Written problem: Reproduce every line of the data below, from the line containing "Exercise. Tag every instance of the player's armpit" through the end of the data, and shift each coordinate value in the answers up by 123.
-- start Data listing --
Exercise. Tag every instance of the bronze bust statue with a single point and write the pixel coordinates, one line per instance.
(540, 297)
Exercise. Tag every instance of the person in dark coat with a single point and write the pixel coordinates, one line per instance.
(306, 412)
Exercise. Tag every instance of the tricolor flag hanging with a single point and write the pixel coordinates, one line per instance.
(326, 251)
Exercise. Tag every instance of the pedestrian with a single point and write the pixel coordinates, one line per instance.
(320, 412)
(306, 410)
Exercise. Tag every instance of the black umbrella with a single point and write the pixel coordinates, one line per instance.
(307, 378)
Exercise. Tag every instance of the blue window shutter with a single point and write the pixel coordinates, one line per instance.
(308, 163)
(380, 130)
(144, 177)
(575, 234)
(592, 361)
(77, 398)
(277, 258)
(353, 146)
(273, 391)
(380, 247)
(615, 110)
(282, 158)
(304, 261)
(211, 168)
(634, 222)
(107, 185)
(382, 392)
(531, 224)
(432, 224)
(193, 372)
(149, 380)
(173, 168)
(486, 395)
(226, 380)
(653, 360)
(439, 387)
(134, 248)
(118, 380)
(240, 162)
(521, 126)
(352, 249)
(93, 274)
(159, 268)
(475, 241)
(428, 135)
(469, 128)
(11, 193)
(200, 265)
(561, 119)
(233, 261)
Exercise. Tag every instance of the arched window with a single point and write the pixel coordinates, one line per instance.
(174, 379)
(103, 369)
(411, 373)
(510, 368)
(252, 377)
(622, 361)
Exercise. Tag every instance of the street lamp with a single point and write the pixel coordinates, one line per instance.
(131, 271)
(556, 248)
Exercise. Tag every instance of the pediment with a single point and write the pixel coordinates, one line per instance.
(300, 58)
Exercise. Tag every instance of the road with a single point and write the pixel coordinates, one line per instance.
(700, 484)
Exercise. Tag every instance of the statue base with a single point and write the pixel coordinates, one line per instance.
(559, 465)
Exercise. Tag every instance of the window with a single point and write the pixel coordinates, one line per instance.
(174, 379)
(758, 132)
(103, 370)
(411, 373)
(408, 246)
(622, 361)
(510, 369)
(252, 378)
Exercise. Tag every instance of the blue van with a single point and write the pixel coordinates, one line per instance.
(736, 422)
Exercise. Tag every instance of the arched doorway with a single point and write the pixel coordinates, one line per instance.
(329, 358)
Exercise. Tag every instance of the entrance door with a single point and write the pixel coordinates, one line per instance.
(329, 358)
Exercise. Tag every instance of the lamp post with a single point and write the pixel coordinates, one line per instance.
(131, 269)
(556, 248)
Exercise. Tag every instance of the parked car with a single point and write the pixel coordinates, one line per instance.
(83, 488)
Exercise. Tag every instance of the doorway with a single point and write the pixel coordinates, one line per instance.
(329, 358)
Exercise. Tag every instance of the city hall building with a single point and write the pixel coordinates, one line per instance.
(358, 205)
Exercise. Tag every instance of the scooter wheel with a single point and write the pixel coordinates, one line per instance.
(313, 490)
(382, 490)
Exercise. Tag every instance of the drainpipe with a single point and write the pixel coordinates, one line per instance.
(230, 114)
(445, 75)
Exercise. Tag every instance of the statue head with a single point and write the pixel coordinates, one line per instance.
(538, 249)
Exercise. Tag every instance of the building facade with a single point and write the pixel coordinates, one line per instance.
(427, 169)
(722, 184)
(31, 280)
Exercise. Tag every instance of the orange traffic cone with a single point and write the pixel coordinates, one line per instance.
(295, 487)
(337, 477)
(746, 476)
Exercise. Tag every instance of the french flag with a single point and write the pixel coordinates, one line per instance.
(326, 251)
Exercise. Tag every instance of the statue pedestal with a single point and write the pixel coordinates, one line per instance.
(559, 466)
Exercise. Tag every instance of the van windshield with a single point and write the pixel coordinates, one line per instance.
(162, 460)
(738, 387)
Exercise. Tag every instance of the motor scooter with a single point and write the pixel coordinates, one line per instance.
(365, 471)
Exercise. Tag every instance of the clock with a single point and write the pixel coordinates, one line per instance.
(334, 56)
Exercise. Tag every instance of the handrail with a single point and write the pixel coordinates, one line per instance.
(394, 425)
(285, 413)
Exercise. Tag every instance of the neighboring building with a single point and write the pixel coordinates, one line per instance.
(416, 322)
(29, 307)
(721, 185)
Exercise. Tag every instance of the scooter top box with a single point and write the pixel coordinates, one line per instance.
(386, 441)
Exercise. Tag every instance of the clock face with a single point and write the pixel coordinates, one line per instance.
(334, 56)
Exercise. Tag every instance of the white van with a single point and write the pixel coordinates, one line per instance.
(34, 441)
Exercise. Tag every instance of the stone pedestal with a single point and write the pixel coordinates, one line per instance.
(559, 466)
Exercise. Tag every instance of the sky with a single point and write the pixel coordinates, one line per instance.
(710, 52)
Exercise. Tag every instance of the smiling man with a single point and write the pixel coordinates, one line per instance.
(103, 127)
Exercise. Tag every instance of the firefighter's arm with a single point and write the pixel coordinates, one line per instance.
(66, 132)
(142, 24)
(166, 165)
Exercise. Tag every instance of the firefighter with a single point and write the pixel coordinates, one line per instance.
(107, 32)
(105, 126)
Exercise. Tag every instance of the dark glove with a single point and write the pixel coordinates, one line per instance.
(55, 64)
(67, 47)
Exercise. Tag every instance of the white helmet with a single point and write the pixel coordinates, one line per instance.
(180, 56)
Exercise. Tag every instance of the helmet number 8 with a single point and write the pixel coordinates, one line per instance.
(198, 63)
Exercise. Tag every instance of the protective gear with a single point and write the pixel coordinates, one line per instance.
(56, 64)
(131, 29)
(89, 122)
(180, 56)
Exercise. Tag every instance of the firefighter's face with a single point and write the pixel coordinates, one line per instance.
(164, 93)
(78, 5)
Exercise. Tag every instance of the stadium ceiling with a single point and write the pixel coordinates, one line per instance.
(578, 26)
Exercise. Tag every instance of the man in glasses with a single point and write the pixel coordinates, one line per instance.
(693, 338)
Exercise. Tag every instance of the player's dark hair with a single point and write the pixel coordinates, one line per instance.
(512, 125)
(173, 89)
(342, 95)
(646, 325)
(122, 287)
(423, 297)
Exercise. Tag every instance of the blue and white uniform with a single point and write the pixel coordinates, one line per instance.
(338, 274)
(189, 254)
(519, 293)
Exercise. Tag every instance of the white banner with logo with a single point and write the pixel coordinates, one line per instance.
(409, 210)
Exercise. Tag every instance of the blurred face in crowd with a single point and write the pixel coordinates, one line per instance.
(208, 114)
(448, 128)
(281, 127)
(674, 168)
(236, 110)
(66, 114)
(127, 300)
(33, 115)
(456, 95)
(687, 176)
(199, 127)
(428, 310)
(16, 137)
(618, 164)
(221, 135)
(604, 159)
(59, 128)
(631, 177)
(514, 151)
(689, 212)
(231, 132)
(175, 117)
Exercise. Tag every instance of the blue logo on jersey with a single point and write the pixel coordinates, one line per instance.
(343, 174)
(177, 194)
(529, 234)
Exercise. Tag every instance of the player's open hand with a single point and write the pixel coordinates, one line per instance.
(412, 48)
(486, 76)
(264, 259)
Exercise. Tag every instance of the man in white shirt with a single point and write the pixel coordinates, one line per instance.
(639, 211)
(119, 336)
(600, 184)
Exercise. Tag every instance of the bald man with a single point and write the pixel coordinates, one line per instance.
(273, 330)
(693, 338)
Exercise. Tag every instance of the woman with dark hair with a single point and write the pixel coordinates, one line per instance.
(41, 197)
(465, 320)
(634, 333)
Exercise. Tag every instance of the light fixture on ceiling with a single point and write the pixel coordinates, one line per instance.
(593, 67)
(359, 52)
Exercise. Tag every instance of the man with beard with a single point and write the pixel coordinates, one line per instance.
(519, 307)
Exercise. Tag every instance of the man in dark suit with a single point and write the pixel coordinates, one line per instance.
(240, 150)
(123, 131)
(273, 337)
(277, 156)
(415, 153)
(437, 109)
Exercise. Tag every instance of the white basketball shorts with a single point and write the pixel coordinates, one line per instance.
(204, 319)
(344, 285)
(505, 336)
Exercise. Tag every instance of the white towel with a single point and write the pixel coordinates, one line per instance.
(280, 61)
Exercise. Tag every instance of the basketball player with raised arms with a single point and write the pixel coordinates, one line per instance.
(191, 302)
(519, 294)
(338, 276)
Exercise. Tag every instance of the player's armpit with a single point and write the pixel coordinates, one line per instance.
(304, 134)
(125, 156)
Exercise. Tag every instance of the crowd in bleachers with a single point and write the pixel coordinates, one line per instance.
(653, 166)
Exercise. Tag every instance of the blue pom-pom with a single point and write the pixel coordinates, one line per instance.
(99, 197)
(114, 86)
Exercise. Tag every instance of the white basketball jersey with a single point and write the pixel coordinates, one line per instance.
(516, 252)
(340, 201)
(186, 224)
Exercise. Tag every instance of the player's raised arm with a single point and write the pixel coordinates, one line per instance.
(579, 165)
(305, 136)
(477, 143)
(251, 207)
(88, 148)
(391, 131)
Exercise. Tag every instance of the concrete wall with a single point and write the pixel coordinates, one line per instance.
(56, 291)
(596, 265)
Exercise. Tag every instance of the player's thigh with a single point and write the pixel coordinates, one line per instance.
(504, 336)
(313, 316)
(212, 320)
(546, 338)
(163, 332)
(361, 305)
-- end Data listing --
Solution below:
Exercise. Tag every instance of the player's armpit with a single point and write the pixel coordinates, one line per instance.
(427, 257)
(248, 279)
Exercise. Tag every instance of the crowd in bleachers with a single point and write the pixel coordinates, one line per instance.
(776, 289)
Exercise. Tag every instance of the blue pom-pom with a single point and write the pixel coordinates, one line per instance.
(222, 320)
(237, 209)
Exercise. Tag every instance of the white basketball jersey with a single point and write the pixel coordinates, one line per instance.
(639, 375)
(463, 324)
(309, 347)
Exercise. Tag every instance of the player's raised arm with a single point and write the pixel coordinates, one line per instance.
(702, 288)
(428, 259)
(600, 266)
(374, 330)
(211, 271)
(514, 254)
Exercise. Tag every instance of the concrete wall with a single point and write the pixel coordinates, one line per instance.
(179, 414)
(719, 388)
Exercise. Tag every instance of the player's thigh with a single point and write the pixel coordinates, one line per instance.
(627, 459)
(436, 439)
(335, 443)
(669, 461)
(286, 455)
(484, 428)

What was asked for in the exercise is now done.